Exercise:
Could you print every entry below exactly as given?

Dataset records
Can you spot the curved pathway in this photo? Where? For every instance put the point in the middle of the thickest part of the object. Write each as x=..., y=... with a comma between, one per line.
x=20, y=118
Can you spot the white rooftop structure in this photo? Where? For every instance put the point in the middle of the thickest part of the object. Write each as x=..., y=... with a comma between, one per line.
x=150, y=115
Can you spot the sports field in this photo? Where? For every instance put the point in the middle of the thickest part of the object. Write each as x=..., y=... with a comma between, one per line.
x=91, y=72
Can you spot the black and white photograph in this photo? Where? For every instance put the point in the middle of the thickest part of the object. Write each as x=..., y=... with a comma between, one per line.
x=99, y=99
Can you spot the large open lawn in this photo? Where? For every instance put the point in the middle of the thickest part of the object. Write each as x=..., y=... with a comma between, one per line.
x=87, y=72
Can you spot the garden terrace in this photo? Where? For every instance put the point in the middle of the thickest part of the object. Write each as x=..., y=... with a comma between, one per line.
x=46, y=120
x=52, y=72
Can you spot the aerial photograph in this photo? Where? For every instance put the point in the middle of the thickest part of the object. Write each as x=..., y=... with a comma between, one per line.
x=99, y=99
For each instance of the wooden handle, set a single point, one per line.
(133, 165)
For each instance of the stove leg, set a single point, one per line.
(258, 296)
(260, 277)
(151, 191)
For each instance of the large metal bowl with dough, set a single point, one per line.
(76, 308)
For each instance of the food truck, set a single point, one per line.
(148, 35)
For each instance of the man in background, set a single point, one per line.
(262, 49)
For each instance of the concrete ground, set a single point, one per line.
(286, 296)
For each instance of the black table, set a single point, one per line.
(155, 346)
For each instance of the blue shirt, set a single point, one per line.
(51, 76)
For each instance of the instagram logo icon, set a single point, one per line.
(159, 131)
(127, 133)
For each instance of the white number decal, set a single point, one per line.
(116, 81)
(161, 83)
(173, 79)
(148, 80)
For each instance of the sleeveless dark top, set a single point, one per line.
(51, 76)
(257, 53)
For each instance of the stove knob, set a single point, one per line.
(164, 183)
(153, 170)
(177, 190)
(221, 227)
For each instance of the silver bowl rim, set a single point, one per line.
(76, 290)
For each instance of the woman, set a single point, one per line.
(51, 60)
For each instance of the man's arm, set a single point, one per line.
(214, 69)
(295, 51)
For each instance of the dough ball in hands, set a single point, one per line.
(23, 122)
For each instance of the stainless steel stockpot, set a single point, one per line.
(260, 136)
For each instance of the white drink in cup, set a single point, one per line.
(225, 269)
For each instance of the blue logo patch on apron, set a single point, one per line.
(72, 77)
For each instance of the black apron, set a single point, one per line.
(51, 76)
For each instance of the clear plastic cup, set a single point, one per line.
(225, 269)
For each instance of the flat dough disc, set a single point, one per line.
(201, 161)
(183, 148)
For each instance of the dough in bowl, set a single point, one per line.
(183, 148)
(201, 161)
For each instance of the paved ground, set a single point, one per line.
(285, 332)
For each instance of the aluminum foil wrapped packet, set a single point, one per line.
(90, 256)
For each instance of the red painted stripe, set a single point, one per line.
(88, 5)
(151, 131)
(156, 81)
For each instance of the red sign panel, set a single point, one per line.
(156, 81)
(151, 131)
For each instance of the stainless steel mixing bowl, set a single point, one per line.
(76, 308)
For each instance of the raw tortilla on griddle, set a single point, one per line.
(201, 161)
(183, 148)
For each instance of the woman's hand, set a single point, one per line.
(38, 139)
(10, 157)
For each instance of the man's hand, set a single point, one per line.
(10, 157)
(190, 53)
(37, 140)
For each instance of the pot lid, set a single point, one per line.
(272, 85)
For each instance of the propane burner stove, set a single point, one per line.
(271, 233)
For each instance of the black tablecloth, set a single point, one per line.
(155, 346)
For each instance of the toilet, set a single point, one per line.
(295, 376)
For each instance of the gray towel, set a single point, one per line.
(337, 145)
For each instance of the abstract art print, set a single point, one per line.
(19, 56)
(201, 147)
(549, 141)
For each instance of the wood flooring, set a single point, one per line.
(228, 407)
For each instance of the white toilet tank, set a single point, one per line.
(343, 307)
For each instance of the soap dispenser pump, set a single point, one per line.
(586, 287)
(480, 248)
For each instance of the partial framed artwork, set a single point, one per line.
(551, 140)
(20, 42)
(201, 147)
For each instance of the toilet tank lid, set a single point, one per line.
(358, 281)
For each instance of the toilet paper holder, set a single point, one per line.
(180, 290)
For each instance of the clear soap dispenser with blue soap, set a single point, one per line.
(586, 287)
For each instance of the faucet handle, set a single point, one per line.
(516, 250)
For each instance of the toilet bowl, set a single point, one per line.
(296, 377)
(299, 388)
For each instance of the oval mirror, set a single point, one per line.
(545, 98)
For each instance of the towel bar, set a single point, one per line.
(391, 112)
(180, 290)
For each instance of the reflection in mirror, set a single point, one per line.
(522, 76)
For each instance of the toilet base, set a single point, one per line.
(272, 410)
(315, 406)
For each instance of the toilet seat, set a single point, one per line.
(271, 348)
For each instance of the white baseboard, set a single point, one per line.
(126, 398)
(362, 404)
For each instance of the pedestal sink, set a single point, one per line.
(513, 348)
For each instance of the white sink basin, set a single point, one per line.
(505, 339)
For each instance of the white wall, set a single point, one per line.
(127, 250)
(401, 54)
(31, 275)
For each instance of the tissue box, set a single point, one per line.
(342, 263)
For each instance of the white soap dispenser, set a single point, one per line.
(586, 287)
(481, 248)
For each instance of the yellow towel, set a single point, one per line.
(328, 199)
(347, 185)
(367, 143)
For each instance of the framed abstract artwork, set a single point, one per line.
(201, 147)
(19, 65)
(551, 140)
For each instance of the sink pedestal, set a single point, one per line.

Output of the exercise:
Can you spot the curved pathway in this photo? Where? For every instance put the point in the middle of the thickest part of the object. Write each as x=..., y=... with a comma between, one per line.
x=20, y=118
Can you spot the white rooftop structure in this photo? Where? For every instance put the point in the middle of the thickest part of the object. Write each as x=..., y=... with a comma between, one per line.
x=150, y=115
Can you spot the sports field in this photo? Where? For every instance put the point in the middle of the thickest part of the object. Write each as x=..., y=... with a comma between, one per line.
x=91, y=72
Can you spot the black and white photograph in this photo? Where? For every instance put the point in the middle of the thickest part of the object. Write each as x=..., y=... with a comma between, one per line.
x=99, y=99
Can you spot the large open lawn in this photo? Where? For every instance put the point in the middle of the thickest part of the object. Write each as x=..., y=... with a comma between, one per line.
x=87, y=72
Can you spot the garden terrace in this photo? Where? For every instance put the point in the middle of the thickest part of the object. Write each as x=..., y=... with a comma between, one per line.
x=46, y=120
x=52, y=72
Can you spot the aerial photograph in this photo? Where? For every instance put the point in the middle of the thickest part of the object. Write each as x=..., y=... with a comma between, one per line.
x=99, y=99
For each instance of the wooden handle, set a single point, one per line.
(133, 165)
For each instance of the stove leg, set a single point, one per line.
(258, 296)
(260, 277)
(151, 191)
For each instance of the large metal bowl with dough, set a single point, one per line.
(76, 308)
For each instance of the food truck, set a single point, one per line.
(148, 35)
For each instance of the man in background, set a single point, one per line.
(262, 49)
For each instance of the concrete ground, set a single point, one per line.
(286, 296)
For each instance of the black table, set a single point, one per line.
(155, 346)
For each instance of the blue shirt, set a single point, one per line.
(51, 76)
For each instance of the instagram logo icon, set a single point, one per line.
(159, 131)
(127, 133)
For each instance of the white number decal, set a single point, one per line.
(116, 81)
(161, 83)
(173, 79)
(148, 80)
For each instance of the sleeveless dark top, set a single point, one per line.
(51, 76)
(257, 53)
For each instance of the stove knob, set a single point, one per line.
(164, 183)
(153, 170)
(177, 190)
(221, 227)
For each instance of the silver bowl rim, set a single point, one per line.
(76, 290)
For each instance of the woman, set a single point, one per line.
(51, 60)
For each instance of the man's arm, set a single point, one per line.
(214, 69)
(295, 51)
For each instance of the dough ball in hands, set a single point, one per line.
(23, 122)
For each instance of the stainless steel stockpot, set a single point, one per line.
(260, 136)
For each instance of the white drink in cup, set a single point, one per line.
(225, 269)
For each instance of the blue logo patch on apron, set a single point, one per line.
(72, 77)
For each instance of the black apron, set a single point, one per line.
(51, 76)
For each instance of the clear plastic cup, set a single point, one per line.
(225, 269)
For each instance of the flat dough disc, set a single point, one per line.
(201, 161)
(183, 148)
For each instance of the dough in bowl, set a single point, one per line.
(183, 148)
(201, 161)
For each instance of the paved ground, set a single point, one per line.
(285, 332)
For each instance of the aluminum foil wrapped packet, set a single point, one per line.
(90, 256)
For each instance of the red painted stripe, set a single point, one per line.
(88, 5)
(151, 131)
(156, 81)
For each instance of the red sign panel, set a single point, one per line.
(156, 81)
(151, 131)
For each instance of the stainless steel mixing bowl, set a single point, one per line.
(76, 308)
For each instance of the raw tortilla on griddle, set a single point, one per line.
(201, 161)
(183, 148)
For each instance of the woman's hand, set a single point, one per line.
(38, 139)
(10, 157)
For each instance of the man's hand, set a single point, one per line.
(10, 157)
(190, 53)
(37, 140)
For each instance of the pot lid, set a single point, one per line.
(272, 85)
For each instance of the propane burner stove, set a single point, one per line.
(271, 233)
For each instance of the black tablecloth, set a single point, one per line.
(155, 346)
For each instance of the toilet, set a single point, one per line.
(295, 376)
For each instance of the gray towel, set a single point, one per line.
(337, 145)
For each instance of the abstract art print, set a single point, one per line.
(19, 56)
(201, 147)
(549, 141)
For each instance of the wood flooring, set a single point, one per line.
(228, 407)
For each instance of the white toilet tank, set a single point, one per line.
(343, 307)
For each instance of the soap dispenser pump, set a single point, one per line.
(586, 287)
(480, 248)
For each instance of the partial framed artwork, set a single point, one per line.
(551, 140)
(20, 42)
(201, 147)
For each instance of the toilet tank lid, set a single point, one per line.
(358, 281)
For each instance of the toilet paper holder, set a single point, one per line.
(180, 290)
For each instance of the clear soap dispenser with blue soap, set a single point, one per line.
(586, 287)
For each instance of the faucet handle, set a single point, one per line.
(516, 250)
For each instance of the toilet bowl, set a single point, one per line.
(296, 377)
(299, 388)
For each instance of the oval mirror, set a single point, one per line.
(545, 98)
For each instance of the towel bar, set a single point, one per line.
(391, 112)
(180, 290)
For each instance of the reflection in mirror, set a single point, one per line.
(522, 76)
For each instance of the toilet base, set a single point, one per line.
(272, 410)
(315, 406)
For each instance of the toilet seat, set a single point, one per line.
(271, 348)
For each instance of the white baseboard, set a single point, one per line.
(126, 398)
(362, 404)
For each instance of the pedestal sink, set a single point, one per line.
(513, 348)
For each instance of the white sink basin, set a single point, one per line.
(505, 339)
For each instance of the white wall, set a single point, one per line.
(127, 250)
(401, 54)
(31, 275)
For each instance of the tissue box, set a single point, one per line.
(342, 263)
For each instance of the white soap dispenser, set a single point, one per line.
(586, 287)
(481, 248)
For each instance of the yellow towel, set a single point, one per line.
(328, 199)
(347, 185)
(367, 143)
For each instance of the framed abstract artwork, set a single point, one per line.
(201, 147)
(19, 65)
(551, 140)
For each instance of the sink pedestal, set a single point, one per line.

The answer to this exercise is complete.